_Exercise description_
Starting at the line that contains "the gym interior", copy each line through the final one exactly as written.

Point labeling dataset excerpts
——————————
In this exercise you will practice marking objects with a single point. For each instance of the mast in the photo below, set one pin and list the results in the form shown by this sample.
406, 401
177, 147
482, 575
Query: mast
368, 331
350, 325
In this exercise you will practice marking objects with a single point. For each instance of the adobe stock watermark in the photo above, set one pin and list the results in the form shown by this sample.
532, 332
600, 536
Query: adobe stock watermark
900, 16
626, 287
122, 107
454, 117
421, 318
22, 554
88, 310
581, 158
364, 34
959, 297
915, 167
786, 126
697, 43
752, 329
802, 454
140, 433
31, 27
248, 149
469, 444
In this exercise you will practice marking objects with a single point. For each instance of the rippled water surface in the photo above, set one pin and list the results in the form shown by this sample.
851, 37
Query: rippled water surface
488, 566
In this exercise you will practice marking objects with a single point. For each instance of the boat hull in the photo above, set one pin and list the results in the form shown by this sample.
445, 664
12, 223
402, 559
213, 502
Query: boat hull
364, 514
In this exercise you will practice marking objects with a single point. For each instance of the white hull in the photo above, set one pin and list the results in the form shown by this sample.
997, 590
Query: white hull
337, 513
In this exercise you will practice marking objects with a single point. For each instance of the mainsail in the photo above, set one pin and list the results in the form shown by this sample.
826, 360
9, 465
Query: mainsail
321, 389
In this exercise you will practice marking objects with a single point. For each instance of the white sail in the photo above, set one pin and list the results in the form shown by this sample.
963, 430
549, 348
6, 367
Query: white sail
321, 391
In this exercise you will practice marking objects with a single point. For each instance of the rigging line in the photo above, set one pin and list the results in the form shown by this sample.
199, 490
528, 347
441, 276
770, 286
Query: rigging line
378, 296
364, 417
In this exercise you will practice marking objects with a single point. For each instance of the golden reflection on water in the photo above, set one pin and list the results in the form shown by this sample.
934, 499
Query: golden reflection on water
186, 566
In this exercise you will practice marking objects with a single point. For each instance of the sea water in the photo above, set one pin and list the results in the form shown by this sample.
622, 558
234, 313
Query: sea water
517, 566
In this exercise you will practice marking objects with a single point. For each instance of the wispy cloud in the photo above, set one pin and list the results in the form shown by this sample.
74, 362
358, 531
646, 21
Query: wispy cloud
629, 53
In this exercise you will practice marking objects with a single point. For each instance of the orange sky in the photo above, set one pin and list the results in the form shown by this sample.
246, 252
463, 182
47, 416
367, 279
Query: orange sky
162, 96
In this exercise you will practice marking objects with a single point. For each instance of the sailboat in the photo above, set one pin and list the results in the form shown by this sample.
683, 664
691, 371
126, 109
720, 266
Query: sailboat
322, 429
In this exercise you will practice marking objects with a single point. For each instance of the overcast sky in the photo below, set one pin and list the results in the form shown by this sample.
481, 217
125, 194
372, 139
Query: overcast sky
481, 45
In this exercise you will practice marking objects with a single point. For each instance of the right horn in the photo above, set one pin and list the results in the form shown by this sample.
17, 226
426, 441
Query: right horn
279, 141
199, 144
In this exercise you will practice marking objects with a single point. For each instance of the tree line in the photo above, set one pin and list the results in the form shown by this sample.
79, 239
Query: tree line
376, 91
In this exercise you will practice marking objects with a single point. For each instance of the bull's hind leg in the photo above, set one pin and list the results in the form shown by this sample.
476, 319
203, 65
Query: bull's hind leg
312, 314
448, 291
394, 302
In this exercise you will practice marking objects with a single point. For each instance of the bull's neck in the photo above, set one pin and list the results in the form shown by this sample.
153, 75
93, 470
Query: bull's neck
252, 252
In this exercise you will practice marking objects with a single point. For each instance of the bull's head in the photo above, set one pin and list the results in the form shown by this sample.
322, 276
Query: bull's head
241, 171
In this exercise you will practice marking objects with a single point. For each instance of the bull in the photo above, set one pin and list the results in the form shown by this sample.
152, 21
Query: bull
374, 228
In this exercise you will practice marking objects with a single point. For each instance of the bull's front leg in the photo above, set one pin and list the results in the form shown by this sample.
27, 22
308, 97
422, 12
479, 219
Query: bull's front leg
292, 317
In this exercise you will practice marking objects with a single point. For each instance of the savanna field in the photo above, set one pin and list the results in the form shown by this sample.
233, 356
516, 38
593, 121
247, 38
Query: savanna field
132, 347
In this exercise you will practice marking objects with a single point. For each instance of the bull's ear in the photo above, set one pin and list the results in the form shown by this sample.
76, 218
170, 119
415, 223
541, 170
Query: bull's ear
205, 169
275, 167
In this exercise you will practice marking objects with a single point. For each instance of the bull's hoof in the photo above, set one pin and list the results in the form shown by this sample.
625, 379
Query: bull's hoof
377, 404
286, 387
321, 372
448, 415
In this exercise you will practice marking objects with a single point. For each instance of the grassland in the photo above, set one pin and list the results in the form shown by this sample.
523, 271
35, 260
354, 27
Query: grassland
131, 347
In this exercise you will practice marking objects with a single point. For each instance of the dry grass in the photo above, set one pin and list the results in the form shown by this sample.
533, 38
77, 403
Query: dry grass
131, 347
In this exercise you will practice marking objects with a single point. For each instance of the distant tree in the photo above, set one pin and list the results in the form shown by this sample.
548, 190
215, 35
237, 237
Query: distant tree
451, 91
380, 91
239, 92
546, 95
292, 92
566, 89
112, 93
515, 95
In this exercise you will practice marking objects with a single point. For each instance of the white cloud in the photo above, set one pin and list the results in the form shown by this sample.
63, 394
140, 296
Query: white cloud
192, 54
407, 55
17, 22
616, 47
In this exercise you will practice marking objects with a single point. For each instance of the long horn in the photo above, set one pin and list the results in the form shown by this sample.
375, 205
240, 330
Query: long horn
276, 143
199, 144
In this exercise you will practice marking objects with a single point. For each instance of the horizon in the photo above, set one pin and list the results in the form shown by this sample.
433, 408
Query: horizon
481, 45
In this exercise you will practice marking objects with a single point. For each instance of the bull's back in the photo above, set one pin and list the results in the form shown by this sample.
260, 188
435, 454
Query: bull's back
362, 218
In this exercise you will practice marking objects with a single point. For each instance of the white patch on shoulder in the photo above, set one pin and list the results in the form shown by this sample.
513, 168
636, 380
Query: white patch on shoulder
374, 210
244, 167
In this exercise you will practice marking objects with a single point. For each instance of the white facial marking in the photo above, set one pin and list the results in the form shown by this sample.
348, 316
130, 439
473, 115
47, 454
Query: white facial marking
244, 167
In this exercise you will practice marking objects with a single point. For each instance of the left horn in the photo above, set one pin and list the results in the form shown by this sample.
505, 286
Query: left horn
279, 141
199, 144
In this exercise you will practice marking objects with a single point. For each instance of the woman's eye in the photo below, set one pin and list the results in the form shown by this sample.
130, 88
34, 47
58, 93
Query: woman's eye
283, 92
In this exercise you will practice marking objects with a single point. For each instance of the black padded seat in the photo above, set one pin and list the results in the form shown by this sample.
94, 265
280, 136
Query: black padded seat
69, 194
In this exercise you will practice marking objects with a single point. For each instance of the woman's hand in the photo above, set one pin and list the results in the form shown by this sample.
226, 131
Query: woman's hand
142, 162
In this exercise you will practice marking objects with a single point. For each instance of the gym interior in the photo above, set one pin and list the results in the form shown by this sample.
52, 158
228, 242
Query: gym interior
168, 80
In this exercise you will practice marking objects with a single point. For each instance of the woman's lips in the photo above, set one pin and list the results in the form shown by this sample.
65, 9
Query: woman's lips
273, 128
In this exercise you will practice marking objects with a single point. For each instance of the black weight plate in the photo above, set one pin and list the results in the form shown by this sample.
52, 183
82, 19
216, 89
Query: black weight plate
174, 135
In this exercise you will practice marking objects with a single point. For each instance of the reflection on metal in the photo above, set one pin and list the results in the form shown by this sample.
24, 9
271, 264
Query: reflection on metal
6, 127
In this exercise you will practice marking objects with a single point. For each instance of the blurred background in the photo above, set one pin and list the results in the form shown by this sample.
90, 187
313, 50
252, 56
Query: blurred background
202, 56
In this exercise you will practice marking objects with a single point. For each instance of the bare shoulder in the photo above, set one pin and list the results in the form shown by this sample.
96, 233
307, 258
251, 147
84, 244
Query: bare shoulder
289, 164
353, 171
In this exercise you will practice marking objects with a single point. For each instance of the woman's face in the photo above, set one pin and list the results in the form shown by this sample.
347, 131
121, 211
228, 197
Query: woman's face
——————————
_Response to this task_
In this exercise you will practice marking objects with a single point. For each instance of the gym interior in the photo above, set one pin and list the results in the form shown by this sample.
52, 158
228, 242
Query: gym interior
168, 80
In this exercise you will practice marking objects with a single point. For each instance of the woman's lips in the photo above, set one pin and list the results in the form shown by this sample.
65, 9
Query: woman's lips
273, 128
In this exercise you will practice marking objects with a single point. For each instance of the black weight plate in the photo above, set one pin and list the results in the form shown by this sample.
52, 183
82, 19
216, 89
Query: black weight plate
174, 135
In this exercise you will practice marking objects with a single point. For each instance of the reflection on metal in the photo above, set one pin and list the results in the form shown by this sample.
24, 9
271, 264
Query: reflection on metal
6, 127
In this exercise you will practice marking objects with a single point. For each instance of the blurred background in the photo above, set one pin and list the results in the form shown by this sample.
90, 187
313, 50
252, 56
Query: blurred background
202, 56
In this exercise you will practice marking objects with a single point. For each instance of the bare shoulder in the photo above, set one pin and list the results in the form shown by this sample.
96, 233
307, 258
251, 147
84, 244
Query: bare shoulder
289, 164
353, 171
In this exercise you will practice marking objects with a single point. For each instance of the woman's face in the photo above, set one pin and list the results in the form shown by this sample.
347, 131
121, 211
228, 197
Query: woman's face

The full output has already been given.